> _Instructions for the task_
Write the next part of the passage on how savings accounts relate to credit scores, beginning immediately after its last sentence.

Having a savings account doesn’t directly improve your credit score, but having a healthy balance can help you create a solid foundation to building one.
More specifically, the better your financial situation—which could include having a good chunk of savings in your bank account—the more likely you are to be able to afford loan payments, which can help you boost your score. Plus, having more in savings shows lenders you’re most likely not borrowing more than you can afford.
Let’s take a look at what affects your credit score, and how maintaining savings can help you build it. Here, you’ll learn more about:
• How having a savings account can impact your credit score
• Which factors affect your credit score
• How to grow your savings account balance.
Understanding Your Credit Score
Your credit score is a three-digit number, ranging from 300 to 850, that is calculated by the big three reporting agencies, Equifax, Experian, and TransUnion. While your score may vary a bit depending on what model is used to come up with the number, here is how the figure typically stacks up, from a fair credit score to an excellent one:
• 580 to 669: Fair
• 670 to 739: Good
• 740 to 799: Very good
• 800 and higher: Excellent
If you are not sure of your score, you can get a free credit report once a year from each of the three reporting agencies. It’s wise to look over your report for any inaccuracies and work to correct them as soon as possible.
As you review your score, know that it reflects your credit behavior in the past and indicates how good a credit risk you are in the future. Your number will reflect whether you have a history of paying bills late or have defaulted on payments, along with other financial data. Keep reading to learn more about what can improve or hurt your number.
Factors That Affect Credit Score
Your credit score can play a big role in your qualifying for loans at the best possible rate, as well as getting approved for an apartment rental. Here, take a look at some of the key factors that influence your credit score:
One of the biggest factors in calculating your credit score is whether you make on-time payments. In fact, it accounts for 35% of your FICO credit score, which is what most lenders use when assessing your credit application.

> _Listing_
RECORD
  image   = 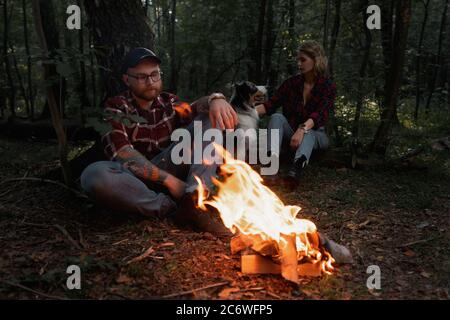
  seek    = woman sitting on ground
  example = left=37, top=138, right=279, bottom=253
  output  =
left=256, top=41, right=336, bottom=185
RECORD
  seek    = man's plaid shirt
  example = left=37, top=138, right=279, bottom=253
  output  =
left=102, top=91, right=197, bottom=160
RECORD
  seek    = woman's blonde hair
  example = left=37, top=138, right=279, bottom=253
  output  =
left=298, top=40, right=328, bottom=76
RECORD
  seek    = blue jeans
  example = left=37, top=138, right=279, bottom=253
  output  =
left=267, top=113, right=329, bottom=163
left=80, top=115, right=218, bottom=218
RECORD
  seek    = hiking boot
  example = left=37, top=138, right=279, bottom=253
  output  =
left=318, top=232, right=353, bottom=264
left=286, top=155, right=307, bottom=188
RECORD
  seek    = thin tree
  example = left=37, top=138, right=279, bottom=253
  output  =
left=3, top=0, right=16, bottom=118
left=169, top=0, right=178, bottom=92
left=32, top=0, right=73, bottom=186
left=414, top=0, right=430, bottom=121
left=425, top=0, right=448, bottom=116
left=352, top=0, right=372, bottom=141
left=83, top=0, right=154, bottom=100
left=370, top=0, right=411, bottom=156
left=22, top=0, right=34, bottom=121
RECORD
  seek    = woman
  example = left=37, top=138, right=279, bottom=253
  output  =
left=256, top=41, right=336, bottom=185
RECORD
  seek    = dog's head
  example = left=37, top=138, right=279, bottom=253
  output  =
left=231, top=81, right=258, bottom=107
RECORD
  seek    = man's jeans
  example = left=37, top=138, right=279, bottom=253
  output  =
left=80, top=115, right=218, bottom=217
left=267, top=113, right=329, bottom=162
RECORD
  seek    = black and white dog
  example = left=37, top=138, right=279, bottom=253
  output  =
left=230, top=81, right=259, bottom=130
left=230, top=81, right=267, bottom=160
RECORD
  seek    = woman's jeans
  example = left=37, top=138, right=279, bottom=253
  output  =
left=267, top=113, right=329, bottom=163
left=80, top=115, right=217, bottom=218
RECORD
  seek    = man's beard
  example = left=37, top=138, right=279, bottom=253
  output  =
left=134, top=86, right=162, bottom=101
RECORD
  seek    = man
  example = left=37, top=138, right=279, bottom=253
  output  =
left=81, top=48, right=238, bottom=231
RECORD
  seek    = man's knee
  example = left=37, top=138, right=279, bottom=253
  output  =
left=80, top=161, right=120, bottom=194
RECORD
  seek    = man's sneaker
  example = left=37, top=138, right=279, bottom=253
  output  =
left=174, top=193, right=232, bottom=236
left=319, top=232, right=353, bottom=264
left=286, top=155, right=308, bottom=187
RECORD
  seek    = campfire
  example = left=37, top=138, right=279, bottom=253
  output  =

> _Reply to the exercise_
One late or missed payment could negatively affect your score, as lenders want to be sure you can make on-time loan payments.
Credit Utilization Ratio
Another important factor is your credit utilization ratio, which means how much of your available credit you are using. This measure determines 30% of your FICO score.
Let’s say you have a credit card with a limit of $10,000. Many experts will say that you should only carry a balance of 30% of your credit limit or less, which would be $3,000. Other financial advisors point to the fact that those with excellent credit scores use, on average, just six percent of their credit limit. Using the $10,000 credit limit again, that would be a balance of only $600.
Here’s why these numbers matter: If your ratio or percentage is high, that can mean you are stretched thin financially. This in turn can possibly make you look like a risky prospect to a potential lender. A high credit utilization ratio could also negatively impact your credit score, taking your number still lower.
The length of time you’ve held onto certain credit accounts can affect your credit score. Though it’s not a major factor (it only accounts for 15% of your FICO score), having a longer credit history can help you increase your credit score.
FICO specifically looks at the age of your oldest account, the average age of your credit accounts, and the age of your newest account. It also looks at how long you’ve held certain accounts and how long it’s been since you’ve used ones.
This is something to keep in mind when you are considering closing accounts. If you often open and then close, say, credit cards, or do the same with bank accounts when you see new offers that appeal to you, it could have a negative result on your credit score. You are not showing the reporting bureaus that you can responsibly use credit over a long period of time.
Your credit mix accounts for 10% of your credit score and refers to the types of credit accounts you have. Credit scores typically look at debt such as:
• Revolving accounts. These give you flexibility regarding how much you pay each month, and include credit cards, home equity line of credit (HELOC), retail store cards, and similar accounts.
• Installment accounts. These are the accounts that have a fixed amount you pay every month, such as a student loan, car loan, and/or mortgage.
The better the “mix” or credit types you have, the higher your score could be, as it shows you’re responsible with a variety of accounts. However, since this only contributes 10% of your total credit score, it is not a problem if you don’t currently hold a wide array of accounts. If, say, you only have revolving accounts in your credit history, you do not need to hurry and take out, say, a car loan.
New Credit Accounts
How often you apply for and open new accounts typically contributes 10% of your credit score. The more accounts you open or apply for within a short span of time, the more risky you appear. It can look as if you’re not financially stable and are rushing to access more credit. This “riskiness” could be compounded if you don’t have a long credit history.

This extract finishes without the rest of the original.